*** Input data Section Begins ***

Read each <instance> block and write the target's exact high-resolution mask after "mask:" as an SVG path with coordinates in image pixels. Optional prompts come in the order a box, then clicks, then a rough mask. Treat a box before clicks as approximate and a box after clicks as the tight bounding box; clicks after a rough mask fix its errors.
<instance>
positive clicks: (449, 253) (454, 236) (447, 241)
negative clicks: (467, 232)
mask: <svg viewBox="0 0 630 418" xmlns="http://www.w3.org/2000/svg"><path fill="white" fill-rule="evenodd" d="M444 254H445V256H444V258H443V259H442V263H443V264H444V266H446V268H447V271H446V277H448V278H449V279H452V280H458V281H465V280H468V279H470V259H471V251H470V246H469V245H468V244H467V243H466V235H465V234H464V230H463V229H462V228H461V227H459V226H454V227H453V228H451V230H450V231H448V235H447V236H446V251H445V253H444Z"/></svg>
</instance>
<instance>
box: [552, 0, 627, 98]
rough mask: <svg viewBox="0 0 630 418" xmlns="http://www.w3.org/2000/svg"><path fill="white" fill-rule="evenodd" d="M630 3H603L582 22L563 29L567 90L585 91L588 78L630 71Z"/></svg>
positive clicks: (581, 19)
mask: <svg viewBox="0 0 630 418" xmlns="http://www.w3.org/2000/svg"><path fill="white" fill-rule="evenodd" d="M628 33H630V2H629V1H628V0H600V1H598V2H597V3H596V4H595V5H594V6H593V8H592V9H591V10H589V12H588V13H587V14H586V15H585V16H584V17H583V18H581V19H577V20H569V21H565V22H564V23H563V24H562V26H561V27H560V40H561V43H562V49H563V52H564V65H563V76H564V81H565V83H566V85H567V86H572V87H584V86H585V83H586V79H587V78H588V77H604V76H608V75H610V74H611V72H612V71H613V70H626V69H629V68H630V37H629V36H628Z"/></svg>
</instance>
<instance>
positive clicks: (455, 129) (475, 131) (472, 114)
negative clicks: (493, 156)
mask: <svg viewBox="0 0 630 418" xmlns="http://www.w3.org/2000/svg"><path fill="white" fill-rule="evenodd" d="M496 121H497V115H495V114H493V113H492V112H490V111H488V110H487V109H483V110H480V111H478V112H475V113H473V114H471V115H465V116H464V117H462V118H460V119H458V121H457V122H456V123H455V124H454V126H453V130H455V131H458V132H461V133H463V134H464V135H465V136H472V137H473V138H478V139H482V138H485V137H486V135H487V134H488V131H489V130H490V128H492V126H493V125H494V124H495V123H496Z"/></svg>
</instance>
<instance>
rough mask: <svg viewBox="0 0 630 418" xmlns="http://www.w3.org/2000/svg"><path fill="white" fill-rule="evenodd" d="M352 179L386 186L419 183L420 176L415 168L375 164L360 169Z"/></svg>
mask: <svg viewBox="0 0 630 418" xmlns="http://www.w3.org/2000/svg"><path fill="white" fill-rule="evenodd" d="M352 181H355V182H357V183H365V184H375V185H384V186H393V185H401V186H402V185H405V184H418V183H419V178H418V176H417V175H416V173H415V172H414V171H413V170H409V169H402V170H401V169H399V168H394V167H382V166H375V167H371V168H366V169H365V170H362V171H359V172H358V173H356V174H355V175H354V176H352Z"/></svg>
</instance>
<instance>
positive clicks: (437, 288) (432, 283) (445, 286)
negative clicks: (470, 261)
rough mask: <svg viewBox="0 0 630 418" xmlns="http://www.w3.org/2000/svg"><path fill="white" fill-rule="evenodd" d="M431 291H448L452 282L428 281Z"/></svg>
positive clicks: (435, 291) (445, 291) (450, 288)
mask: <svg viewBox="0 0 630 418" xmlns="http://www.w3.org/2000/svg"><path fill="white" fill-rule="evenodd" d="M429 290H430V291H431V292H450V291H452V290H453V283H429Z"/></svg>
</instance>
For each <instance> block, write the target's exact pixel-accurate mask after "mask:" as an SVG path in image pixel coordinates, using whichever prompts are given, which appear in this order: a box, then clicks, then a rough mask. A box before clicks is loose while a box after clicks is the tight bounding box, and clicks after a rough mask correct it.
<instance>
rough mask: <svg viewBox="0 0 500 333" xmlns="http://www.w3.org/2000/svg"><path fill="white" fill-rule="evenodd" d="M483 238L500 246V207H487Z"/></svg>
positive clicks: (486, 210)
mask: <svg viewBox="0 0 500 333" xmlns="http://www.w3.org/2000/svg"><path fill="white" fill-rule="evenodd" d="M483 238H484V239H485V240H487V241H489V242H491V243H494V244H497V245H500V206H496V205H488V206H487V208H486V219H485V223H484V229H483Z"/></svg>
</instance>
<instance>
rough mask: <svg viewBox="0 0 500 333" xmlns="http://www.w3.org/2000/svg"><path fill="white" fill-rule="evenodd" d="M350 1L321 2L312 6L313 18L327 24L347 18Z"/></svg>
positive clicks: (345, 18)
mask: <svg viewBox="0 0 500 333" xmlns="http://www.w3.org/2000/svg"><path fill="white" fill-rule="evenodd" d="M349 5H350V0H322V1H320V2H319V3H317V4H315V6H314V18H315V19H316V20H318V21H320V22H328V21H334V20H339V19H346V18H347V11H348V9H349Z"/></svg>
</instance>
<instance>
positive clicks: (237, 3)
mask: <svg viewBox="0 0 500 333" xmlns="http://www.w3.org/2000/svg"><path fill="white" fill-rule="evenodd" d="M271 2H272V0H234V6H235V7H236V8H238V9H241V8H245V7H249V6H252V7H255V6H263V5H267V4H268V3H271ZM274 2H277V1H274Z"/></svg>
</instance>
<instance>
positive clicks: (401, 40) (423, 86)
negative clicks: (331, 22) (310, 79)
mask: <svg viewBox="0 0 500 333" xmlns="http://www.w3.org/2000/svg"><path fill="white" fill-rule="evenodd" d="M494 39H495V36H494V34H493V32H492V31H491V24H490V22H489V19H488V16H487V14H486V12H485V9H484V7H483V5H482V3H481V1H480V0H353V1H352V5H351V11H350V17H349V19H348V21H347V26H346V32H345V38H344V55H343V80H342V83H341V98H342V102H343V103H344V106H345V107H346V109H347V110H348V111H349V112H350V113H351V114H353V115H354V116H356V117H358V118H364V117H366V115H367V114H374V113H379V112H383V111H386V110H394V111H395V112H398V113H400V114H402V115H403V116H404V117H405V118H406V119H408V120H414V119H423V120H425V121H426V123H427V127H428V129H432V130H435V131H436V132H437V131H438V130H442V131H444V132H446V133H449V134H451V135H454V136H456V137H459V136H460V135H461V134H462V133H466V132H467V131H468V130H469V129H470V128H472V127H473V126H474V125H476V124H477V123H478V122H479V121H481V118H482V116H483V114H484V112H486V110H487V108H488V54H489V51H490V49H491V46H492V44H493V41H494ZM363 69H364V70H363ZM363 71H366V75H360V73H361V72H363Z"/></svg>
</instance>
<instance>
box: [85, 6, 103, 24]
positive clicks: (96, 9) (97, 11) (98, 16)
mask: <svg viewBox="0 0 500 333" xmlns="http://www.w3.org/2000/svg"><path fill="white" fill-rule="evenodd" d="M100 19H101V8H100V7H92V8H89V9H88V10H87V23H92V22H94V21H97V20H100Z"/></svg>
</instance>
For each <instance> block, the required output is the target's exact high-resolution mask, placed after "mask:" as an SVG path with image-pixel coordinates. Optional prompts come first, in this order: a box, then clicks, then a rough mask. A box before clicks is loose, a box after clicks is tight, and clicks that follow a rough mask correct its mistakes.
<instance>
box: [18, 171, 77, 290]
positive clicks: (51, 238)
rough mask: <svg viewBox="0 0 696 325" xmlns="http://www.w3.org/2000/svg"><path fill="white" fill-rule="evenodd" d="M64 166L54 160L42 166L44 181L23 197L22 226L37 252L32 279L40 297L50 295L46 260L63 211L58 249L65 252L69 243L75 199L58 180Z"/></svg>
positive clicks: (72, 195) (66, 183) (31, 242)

*** Input data Section Ends ***
*** Input data Section Begins ***

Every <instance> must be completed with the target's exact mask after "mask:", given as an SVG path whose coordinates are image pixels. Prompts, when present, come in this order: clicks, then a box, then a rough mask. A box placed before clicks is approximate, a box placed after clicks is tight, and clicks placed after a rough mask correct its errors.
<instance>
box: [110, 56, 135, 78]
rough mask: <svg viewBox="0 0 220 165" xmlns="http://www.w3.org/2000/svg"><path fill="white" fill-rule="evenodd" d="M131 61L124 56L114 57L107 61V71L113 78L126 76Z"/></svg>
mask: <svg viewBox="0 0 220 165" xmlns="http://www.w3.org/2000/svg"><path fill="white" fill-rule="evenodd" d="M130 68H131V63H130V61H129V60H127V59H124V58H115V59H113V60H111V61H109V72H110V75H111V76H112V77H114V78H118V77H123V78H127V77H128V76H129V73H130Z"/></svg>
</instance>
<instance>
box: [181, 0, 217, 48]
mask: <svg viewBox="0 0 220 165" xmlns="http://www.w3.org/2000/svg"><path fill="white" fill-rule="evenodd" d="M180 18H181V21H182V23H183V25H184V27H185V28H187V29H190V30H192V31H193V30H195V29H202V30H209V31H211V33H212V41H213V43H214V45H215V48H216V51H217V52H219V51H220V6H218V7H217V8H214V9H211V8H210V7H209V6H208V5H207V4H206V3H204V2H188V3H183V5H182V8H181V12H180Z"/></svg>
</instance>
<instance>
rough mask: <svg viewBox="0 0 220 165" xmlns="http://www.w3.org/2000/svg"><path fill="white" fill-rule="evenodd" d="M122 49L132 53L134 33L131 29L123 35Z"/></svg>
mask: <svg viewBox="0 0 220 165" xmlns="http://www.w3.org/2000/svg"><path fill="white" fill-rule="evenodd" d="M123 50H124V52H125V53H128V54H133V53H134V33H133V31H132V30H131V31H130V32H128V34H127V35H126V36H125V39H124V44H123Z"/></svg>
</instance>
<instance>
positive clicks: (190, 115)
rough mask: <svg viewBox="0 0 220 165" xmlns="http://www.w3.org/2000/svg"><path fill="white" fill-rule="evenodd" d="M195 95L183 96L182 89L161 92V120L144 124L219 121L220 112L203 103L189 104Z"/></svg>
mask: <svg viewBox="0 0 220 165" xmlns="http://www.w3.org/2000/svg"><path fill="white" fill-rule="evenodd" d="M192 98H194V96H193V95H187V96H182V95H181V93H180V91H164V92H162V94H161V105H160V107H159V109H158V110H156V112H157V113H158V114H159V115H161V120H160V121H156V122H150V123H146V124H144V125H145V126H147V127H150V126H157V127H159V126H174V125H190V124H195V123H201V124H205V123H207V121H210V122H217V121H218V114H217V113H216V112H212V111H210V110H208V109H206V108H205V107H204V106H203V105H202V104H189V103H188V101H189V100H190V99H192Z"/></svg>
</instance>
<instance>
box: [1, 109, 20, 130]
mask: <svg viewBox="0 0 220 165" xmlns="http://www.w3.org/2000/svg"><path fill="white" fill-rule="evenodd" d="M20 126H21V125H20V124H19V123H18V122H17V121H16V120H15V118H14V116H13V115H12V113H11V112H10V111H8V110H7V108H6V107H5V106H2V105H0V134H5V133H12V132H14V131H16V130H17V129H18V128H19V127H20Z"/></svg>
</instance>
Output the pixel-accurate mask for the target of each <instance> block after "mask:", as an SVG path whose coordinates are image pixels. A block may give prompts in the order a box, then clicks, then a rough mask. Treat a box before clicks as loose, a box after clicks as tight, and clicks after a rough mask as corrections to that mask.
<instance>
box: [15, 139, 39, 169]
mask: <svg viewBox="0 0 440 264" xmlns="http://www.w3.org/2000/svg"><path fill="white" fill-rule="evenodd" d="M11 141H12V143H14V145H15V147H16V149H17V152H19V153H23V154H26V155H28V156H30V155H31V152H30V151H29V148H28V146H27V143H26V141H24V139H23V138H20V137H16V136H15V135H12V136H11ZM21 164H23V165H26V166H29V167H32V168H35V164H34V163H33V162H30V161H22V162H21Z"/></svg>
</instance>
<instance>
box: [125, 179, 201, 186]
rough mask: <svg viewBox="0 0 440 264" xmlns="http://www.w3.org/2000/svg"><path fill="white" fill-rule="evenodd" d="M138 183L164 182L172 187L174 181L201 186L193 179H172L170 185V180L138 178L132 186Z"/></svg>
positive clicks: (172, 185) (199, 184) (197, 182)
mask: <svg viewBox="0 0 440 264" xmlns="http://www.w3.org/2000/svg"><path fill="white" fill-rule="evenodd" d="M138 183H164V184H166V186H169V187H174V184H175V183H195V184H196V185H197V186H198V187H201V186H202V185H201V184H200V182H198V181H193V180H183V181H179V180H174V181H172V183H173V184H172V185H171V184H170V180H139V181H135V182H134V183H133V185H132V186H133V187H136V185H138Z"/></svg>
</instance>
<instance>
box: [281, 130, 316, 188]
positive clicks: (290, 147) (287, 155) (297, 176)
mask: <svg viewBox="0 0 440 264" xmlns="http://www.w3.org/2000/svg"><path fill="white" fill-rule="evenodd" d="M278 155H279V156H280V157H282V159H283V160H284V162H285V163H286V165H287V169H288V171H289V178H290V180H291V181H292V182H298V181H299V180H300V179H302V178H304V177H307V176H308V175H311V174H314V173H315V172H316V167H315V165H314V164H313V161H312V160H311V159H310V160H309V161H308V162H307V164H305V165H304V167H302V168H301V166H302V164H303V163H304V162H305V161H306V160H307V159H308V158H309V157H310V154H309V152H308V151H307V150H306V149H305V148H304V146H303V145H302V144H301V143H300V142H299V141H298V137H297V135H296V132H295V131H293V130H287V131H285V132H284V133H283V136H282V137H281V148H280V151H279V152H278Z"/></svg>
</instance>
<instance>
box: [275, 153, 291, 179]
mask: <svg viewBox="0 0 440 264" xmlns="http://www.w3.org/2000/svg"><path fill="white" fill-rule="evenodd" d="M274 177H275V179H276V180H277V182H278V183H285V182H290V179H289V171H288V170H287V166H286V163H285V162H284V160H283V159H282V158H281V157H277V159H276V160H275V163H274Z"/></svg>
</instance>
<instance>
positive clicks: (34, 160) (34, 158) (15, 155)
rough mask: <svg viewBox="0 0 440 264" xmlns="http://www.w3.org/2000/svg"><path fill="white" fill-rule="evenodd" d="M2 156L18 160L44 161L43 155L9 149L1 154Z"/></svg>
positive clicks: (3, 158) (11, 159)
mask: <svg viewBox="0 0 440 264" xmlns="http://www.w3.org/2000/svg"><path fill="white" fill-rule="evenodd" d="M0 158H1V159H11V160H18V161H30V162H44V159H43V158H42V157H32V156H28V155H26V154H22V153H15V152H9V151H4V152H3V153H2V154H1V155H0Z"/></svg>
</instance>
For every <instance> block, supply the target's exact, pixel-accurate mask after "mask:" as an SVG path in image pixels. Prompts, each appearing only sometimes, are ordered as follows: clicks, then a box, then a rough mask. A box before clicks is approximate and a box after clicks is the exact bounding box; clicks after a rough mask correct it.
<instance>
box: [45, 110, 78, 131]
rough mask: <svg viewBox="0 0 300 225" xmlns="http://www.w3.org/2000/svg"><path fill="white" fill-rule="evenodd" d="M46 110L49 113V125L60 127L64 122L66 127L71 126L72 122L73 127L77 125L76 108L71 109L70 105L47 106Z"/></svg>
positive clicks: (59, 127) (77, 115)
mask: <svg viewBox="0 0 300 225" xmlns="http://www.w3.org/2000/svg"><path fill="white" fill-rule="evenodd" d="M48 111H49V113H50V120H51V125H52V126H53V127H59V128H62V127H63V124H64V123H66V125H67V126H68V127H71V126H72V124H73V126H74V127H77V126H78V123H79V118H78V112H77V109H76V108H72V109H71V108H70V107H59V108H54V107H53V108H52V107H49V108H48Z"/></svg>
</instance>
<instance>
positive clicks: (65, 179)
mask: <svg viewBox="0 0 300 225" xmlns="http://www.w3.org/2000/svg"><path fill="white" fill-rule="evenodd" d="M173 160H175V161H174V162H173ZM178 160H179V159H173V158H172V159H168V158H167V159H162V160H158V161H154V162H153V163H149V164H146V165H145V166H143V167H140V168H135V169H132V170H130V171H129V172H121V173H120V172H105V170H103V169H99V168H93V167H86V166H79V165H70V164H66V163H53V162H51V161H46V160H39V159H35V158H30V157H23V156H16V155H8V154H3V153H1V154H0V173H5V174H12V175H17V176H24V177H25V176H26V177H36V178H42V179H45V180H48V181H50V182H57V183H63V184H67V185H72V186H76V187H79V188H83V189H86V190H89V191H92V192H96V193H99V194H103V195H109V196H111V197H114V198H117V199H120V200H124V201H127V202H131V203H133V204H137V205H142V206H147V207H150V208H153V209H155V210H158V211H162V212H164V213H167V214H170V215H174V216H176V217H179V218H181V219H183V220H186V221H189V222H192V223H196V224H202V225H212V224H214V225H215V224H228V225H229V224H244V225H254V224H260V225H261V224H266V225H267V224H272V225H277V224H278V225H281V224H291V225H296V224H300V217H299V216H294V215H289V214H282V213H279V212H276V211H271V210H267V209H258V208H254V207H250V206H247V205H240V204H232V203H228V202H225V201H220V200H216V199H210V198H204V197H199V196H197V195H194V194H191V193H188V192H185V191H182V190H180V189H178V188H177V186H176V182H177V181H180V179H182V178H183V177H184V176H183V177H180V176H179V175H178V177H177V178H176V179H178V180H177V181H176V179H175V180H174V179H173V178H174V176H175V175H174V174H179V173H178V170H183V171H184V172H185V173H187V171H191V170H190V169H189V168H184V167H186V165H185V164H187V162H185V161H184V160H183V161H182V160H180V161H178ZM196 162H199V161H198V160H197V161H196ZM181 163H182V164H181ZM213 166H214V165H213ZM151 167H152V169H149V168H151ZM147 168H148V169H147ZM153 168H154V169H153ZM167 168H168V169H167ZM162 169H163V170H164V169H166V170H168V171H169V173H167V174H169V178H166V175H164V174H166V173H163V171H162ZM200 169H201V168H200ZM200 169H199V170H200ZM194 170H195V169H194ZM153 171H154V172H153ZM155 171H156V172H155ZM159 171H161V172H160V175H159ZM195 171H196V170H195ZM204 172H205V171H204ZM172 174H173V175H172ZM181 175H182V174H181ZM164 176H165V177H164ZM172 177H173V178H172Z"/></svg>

*** Input data Section Ends ***

Copy out every line of the records that contains the string "negative", matching its case exactly.

The completed task>
negative clicks: (467, 232)
negative clicks: (493, 156)
negative clicks: (470, 261)
negative clicks: (331, 22) (310, 79)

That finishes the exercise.